* Domande:
#1 Traduci in inglese questa frase del brano fornito: «Il primo motivo di ricorso è, invece, fondato.»
#2 Secondo il brano fornito, per quale motivo sono inammissibili le ulteriori deduzioni che prospettano violazione di norme di diritto? Spiegalo in una-tre frasi.

* Brano fornito:
------------------------------------------------------------------------

8. Le ulteriori deduzioni che, in via gradata,
prospettano violazione di norme di diritto sono inammissibili in quanto non
articolate, come prescritto, mediante la specifica indicazione delle
affermazioni in diritto contenute nella sentenza impugnata che motivatamente si
assumano in contrasto con le norme regolatrici della fattispecie o con
l’interpretazione delle stesse fornita dalla giurisprudenza di legittimità
(Cass. n. 287 del 2016; Cass. n. 635 del 2015; Cass. n. 25419 del 2014; Cass.
n. 16038 del 2013; Cass. n. 3010 del 2012). Esse, in realtà, tendono ad una
rivalutazione delle risultanze istruttorie non consentita in sede di
legittimità.
9. Il primo motivo di ricorso è, invece, fondato.
10. La Corte di appello ha accertato che il
ricorrente aveva lavorato alle dipendenze di Enel Distribuzione s.p.a. nel
periodo dall’1.7.1969 (rectius 1.7.1969) al 30.9.2000 svolgendo mansioni di
elettricista di squadra.
11. Richiamati i principi in tema di ripartizione
degli oneri di allegazione e prova in relazione alla prospettata responsabilità
datoriale – sia extracontrattuale che contrattuale – ha ritenuto che fosse
onere del lavoratore dimostrare la sussistenza di specifiche omissioni
datoriali nella predisposizione delle misure di sicurezza suggerite dalla
particolarità del lavoro, dall’esperienza e dalla tecnica necessaria ad evitare
il danno. Solo ove tale prova fosse stata offerta sorgeva per il datore di
lavoro l’onere di dimostrare di avere adottato le cautele necessarie ad
impedire il verificarsi del pregiudizio subito; tale onere non era stato in
concreto assolto.
12. Il richiamato passaggio argomentativo in punto
dei criteri di ripartizione della prova è frutto di un errore di diritto del
giudice di appello in quanto prescinde dai principi, pur correttamente evocati
in sentenza, in tema di distribuzione dell’onere della prova, finendo con il
porre a carico del lavoratore la dimostrazione della violazione da parte del
datore di lavoro di specifiche misure antinfortunistiche – anche innominate-
laddove il lavoratore era tenuto solo a dimostrare il nesso di causalità tra le
mansioni espletate e la nocività dell’ambiente di lavoro restando a carico del
datore di lavoro la prova di avere adottato tutte le misure (anche quelle cd.
innominate) esigibili in concreto.
13. Secondo la condivisibile e consolidata
giurisprudenza di questa Corte infatti l’art. 2087 cod. civ. non configura
un’ipotesi di responsabilità oggettiva, in quanto la responsabilità del datore
di lavoro – di natura contrattuale – va collegata alla violazione degli obblighi
di comportamento imposti da norme di legge o suggeriti dalle conoscenze
sperimentali o tecniche del momento; ne consegue che incombe al lavoratore che
lamenti di avere subito, a causa dell’attività lavorativa svolta, un danno alla
salute, l’onere di provare, oltre all’esistenza di tale danno, la nocività
dell’ambiente di lavoro, nonché il nesso tra l’una e l’altra, e solo se il
lavoratore abbia fornito tale prova sussiste per il datore di lavoro l’onere di
provare di avere adottato tutte le cautele necessarie ad impedire il
verificarsi del danno (ex plurimis: Cass. n. 15112 del 2020, Cass. n. 26495 del
2018, Cass. n. 12808 del 2018, Cass. n. 14865/2017, Cass. n. 2038 del 2013,
Cass. 12467 del 2003).

------------------------------------------------------------------------

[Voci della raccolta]
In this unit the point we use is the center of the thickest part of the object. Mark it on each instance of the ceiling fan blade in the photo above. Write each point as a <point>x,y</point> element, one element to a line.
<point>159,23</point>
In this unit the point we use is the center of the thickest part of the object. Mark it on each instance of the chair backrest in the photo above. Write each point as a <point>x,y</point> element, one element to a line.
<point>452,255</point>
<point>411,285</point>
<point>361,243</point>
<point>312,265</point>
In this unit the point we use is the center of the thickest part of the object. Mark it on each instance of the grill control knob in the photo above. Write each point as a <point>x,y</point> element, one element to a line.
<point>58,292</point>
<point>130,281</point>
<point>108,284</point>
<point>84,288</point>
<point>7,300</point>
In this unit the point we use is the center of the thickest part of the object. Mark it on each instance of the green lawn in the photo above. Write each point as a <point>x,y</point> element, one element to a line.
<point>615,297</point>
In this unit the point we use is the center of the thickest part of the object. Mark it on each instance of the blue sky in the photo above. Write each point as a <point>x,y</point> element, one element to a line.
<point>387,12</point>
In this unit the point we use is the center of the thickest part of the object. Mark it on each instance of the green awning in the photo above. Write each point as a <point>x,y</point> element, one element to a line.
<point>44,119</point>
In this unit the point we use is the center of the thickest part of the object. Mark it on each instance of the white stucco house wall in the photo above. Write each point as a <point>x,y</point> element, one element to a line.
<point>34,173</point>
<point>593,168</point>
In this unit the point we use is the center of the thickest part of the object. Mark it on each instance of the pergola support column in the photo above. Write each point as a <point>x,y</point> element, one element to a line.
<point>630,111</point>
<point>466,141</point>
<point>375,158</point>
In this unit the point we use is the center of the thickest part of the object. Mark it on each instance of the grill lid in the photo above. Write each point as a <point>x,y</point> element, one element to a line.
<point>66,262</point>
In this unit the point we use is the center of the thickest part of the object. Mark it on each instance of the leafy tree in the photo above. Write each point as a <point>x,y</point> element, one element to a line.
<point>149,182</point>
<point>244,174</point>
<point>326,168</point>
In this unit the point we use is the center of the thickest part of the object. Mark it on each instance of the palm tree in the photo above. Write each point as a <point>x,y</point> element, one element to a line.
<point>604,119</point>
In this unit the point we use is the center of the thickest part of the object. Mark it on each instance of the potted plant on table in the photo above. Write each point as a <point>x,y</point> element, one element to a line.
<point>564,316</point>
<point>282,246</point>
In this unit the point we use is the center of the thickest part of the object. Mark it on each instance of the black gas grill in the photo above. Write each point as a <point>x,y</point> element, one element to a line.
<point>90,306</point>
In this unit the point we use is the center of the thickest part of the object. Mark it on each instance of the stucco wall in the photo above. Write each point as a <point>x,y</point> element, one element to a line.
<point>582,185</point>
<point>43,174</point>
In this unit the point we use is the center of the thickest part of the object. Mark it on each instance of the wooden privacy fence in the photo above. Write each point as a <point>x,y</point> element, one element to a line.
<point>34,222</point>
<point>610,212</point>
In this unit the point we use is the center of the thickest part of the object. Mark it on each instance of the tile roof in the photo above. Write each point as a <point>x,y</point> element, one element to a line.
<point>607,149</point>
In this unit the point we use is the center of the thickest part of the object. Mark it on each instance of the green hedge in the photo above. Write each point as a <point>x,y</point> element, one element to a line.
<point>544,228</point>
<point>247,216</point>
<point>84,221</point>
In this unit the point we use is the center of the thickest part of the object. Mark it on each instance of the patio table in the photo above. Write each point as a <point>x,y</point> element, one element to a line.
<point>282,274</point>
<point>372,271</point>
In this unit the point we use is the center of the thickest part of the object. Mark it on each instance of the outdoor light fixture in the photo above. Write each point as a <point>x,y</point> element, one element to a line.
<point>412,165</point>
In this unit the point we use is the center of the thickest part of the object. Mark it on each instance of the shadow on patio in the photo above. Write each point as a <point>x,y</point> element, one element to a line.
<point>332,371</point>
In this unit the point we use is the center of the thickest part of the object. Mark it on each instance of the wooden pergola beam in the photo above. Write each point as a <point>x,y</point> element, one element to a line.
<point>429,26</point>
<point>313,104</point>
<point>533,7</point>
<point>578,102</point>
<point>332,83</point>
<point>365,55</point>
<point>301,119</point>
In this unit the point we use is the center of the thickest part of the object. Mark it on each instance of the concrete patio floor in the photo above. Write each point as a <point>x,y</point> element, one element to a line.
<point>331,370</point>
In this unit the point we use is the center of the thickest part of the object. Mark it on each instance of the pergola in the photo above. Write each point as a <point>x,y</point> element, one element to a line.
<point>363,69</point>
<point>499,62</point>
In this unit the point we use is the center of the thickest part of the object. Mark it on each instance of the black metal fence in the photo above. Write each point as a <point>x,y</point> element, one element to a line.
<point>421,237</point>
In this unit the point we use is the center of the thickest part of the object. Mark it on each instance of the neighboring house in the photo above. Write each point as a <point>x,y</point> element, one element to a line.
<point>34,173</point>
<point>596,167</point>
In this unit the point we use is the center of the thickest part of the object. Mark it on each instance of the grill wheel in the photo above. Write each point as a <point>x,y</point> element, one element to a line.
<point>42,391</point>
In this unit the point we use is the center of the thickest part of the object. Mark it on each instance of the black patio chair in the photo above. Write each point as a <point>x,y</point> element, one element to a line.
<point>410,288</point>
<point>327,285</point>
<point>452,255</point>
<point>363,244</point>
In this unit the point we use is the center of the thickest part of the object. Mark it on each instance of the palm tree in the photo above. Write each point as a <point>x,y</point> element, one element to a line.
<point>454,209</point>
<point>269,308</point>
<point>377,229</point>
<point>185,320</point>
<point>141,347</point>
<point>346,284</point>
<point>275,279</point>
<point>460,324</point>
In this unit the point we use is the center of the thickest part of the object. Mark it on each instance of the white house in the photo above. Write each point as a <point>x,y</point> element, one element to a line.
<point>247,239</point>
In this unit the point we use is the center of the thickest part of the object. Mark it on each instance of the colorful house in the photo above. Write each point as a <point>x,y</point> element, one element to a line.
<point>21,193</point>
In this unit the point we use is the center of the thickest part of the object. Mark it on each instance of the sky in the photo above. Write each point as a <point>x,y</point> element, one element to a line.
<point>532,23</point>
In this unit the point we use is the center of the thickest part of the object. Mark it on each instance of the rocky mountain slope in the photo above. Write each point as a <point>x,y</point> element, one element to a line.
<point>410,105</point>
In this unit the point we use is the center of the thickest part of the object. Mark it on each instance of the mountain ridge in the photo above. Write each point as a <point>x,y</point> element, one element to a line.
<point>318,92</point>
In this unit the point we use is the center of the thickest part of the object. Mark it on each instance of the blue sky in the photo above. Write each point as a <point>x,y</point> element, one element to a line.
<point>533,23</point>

------------------------------------------------------------------------

* Risposte ai compiti:
#1 The first ground of appeal, on the other hand, is well-founded.

#2 Sono inammissibili perché non sono articolate, come prescritto, mediante la specifica indicazione delle affermazioni in diritto della sentenza impugnata che si assumono in contrasto con le norme regolatrici della fattispecie o con la loro interpretazione fornita dalla giurisprudenza di legittimità. Inoltre, in realtà, tendono a una rivalutazione delle risultanze istruttorie, che in sede di legittimità non è consentita.